So both Flint and Cameron are now in the freezer. It’s getting rather crowded in there. This is an unbelievable story and it seems that I, one, J Ball, am unwittingly, central to it. 
As I often say when shocked, astonished and amazed, this seriously sucks the oxygen out of the room.
 
Suffice to say that next time you hear the Liberal Party banging on about their core beliefs like freedom of speech and freedom of communication, understand that it is all just so much hot air, hollow rhetoric and shallow sentiment.
 
This is the story about how Professor David Flint was cast out of the Liberal Party. His crime? His misdemeanour, was talking to me.
 
As Professor Flint explains:
 
“…the cash-strapped Liberal Party has engaged a professional anti-corruption consultant to investigate none other than moi. To check whether this was genuine, I asked the anti-corruption consultant to send me the relevant parts of the party constitution, which he did. Under these, I can be expelled for ‘unsatisfactory conduct’. So what is unsatisfactory conduct?
 
That is imprecise and not at all clear – I suppose that this would include such sins as listening to Alan Jones, watching Andrew Bolt, writing for Rowan Dean or worse, observing the Oath of Allegiance rather than treacherously breaking it as so many Liberal politicians do. But it seems from the charge sheet that my alleged crime was something far worse. It was alleged that during the 2016 endless election, I had behaved abominably.
 
My crime was exercising that freedom of political communication I foolishly thought all Australians enjoy. My heresy was that I had interviewed a candidate for the NSW seat of Mackellar, one Jim Ball. Not only did he not enjoy the sacred endorsement of the NSW Liberal Party, he had previously been a popular commentator on that notorious haven of common sense conservatism, 2GB and the Macquarie network….”
 
READ ON….
LINO takeover
Did that curious phone call really mean I was to be dragged before some Liberal inquisition to suffer the inevitable auto-da-fé? That it purported to be from an ‘anti-corruption consultant’ suggested it might be a practical joke, or , like those ‘tax office’ calls, yet another scam.
 
As for corruption, I’ve never been one of those MPs who say they’re retiring to ‘spend more time with their families, only to take up a suspiciously magnificently paid post with the usually foreign cronies they’d been dealing with. (Forbidden in comparable countries, Australian politicians do this all the time with impunity.)
 
Nor had I ever awarded multi-million dollar contracts to the clients of friendly lobbyist-powerbrokers without ever going to a tender. Nor had I approved the sale of strategic and heritage assets or precious prime agricultural land to communist government cronies, only to take a well-paid position with them later. Nor did I master the biggest branch stack ever known nor leak against and treacherously undermine the elected PM while pretending to be a loyal cabinet minister.

◆ ◆ ◆ ◆ ◆

* _EXERCISE DETAILS_: Reproduce the excerpt about Professor Flint's expulsion word for word, starting with "As for corruption, I’ve" and going on through "loyal cabinet minister.". Rely only on the excerpt about Professor Flint's expulsion.

◆ ◆ ◆ ◆ ◆

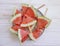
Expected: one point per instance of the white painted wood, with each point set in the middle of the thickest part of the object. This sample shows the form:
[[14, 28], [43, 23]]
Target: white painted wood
[[51, 36]]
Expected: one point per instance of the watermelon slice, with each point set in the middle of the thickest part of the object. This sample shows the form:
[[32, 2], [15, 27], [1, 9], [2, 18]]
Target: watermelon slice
[[22, 35], [27, 21], [17, 19], [14, 29]]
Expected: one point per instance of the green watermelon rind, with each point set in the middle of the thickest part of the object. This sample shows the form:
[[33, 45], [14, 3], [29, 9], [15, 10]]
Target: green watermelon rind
[[31, 36], [47, 19]]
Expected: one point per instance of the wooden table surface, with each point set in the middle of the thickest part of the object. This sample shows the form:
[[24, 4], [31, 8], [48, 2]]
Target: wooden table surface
[[51, 36]]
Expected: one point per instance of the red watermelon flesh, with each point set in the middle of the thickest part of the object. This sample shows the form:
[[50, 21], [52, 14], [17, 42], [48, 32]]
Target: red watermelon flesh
[[24, 9], [30, 12], [27, 19], [38, 30], [41, 23], [18, 20], [16, 27], [24, 35]]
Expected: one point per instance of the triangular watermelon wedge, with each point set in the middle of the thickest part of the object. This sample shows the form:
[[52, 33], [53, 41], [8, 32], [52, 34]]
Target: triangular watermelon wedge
[[27, 21], [17, 19]]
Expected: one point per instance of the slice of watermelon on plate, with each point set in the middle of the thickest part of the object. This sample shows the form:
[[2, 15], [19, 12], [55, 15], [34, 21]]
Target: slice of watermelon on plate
[[17, 19], [22, 35], [27, 21]]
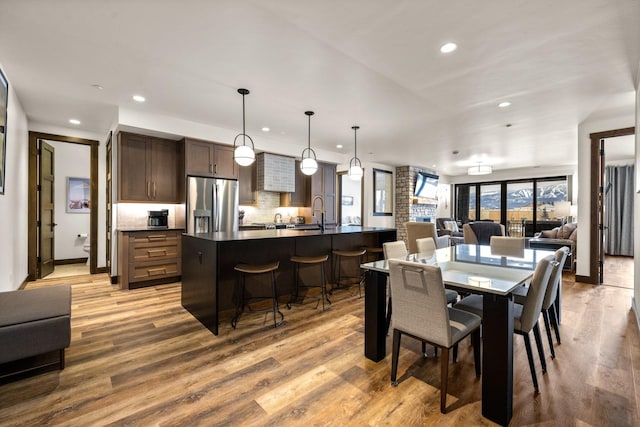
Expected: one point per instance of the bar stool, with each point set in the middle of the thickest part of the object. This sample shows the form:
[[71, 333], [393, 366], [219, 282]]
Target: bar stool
[[245, 269], [355, 255], [309, 261]]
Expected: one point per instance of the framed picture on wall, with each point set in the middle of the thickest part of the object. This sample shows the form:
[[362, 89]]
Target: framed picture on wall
[[382, 192], [4, 100], [78, 195]]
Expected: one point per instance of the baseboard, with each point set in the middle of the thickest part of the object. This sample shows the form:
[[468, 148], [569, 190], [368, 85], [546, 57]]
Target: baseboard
[[70, 261], [635, 311]]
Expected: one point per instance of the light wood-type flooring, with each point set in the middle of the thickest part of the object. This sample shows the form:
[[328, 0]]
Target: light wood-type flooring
[[138, 358]]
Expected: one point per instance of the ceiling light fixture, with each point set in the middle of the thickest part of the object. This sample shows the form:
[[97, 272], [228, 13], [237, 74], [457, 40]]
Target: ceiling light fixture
[[243, 154], [448, 47], [355, 165], [480, 169], [309, 165]]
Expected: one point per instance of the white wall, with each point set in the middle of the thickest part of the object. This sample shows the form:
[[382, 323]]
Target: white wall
[[71, 160], [13, 204]]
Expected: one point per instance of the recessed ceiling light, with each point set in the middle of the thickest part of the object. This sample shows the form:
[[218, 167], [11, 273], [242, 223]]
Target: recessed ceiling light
[[448, 47]]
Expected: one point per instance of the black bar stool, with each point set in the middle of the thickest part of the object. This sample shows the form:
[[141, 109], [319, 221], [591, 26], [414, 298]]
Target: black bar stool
[[242, 300], [309, 261], [355, 256]]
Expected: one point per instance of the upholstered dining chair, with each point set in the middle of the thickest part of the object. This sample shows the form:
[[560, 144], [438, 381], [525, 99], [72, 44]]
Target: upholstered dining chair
[[525, 317], [507, 246], [421, 309], [480, 232], [426, 247], [549, 313], [418, 230]]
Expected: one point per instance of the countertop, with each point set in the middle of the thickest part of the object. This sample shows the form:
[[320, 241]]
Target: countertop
[[284, 233], [131, 229]]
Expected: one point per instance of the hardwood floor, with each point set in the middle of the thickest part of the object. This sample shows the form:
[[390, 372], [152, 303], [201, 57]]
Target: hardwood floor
[[138, 358]]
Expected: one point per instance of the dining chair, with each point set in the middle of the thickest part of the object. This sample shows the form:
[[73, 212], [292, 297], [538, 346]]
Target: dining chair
[[525, 317], [426, 247], [507, 246], [420, 304], [549, 313]]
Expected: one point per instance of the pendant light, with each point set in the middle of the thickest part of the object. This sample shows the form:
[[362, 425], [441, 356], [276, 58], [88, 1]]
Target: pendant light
[[309, 165], [355, 165], [243, 154]]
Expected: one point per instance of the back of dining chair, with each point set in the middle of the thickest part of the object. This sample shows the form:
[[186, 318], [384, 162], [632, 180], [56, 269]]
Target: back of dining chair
[[426, 246], [507, 246], [397, 249], [533, 304], [419, 302], [555, 278]]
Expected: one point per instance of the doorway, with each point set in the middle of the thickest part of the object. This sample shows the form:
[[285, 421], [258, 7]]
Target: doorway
[[350, 206], [596, 216], [41, 228]]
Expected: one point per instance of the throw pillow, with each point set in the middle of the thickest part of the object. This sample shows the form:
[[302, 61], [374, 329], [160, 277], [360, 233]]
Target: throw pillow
[[451, 226]]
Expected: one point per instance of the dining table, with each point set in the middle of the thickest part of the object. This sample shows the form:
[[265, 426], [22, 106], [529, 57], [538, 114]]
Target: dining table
[[469, 269]]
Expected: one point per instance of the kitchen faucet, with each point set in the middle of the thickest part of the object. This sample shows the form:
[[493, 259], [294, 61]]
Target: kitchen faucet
[[321, 210]]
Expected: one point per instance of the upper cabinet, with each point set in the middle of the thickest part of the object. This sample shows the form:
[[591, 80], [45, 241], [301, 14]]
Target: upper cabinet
[[148, 169], [247, 185], [301, 197], [323, 183], [204, 158]]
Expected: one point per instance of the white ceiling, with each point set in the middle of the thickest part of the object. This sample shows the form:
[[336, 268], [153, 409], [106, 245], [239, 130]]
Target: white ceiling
[[375, 63]]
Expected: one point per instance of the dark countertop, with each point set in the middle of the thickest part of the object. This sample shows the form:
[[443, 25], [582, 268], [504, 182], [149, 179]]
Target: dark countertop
[[127, 229], [284, 233]]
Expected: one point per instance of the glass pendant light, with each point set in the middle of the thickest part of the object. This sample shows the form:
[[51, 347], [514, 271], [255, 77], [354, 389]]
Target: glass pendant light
[[243, 154], [355, 165], [309, 165]]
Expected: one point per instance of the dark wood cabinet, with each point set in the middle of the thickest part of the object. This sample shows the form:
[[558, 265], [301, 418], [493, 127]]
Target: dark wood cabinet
[[204, 158], [323, 183], [247, 185], [148, 169], [302, 196]]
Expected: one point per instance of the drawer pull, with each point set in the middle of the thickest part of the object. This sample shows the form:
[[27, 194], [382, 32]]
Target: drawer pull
[[157, 271]]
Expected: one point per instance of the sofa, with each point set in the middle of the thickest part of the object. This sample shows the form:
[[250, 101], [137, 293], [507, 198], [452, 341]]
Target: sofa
[[34, 322], [565, 235]]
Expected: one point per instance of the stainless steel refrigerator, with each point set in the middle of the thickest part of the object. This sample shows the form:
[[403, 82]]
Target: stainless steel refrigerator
[[212, 205]]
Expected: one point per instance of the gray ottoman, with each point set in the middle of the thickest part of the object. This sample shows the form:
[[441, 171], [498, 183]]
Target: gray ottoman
[[34, 322]]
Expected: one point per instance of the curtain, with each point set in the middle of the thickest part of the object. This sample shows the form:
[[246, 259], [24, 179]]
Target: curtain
[[618, 210]]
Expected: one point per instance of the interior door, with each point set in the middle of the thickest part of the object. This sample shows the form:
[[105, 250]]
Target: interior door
[[46, 211]]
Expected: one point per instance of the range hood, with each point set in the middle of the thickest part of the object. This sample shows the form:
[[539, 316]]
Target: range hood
[[276, 173]]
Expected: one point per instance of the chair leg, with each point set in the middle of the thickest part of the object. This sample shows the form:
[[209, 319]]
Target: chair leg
[[395, 353], [545, 316], [554, 321], [532, 368], [444, 373], [475, 340], [538, 338]]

◆ ◆ ◆ ◆ ◆

* _SOLUTION FOR THIS TASK_:
As for corruption, I’ve never been one of those MPs who say they’re retiring to ‘spend more time with their families, only to take up a suspiciously magnificently paid post with the usually foreign cronies they’d been dealing with. (Forbidden in comparable countries, Australian politicians do this all the time with impunity.)
 
Nor had I ever awarded multi-million dollar contracts to the clients of friendly lobbyist-powerbrokers without ever going to a tender. Nor had I approved the sale of strategic and heritage assets or precious prime agricultural land to communist government cronies, only to take a well-paid position with them later. Nor did I master the biggest branch stack ever known nor leak against and treacherously undermine the elected PM while pretending to be a loyal cabinet minister.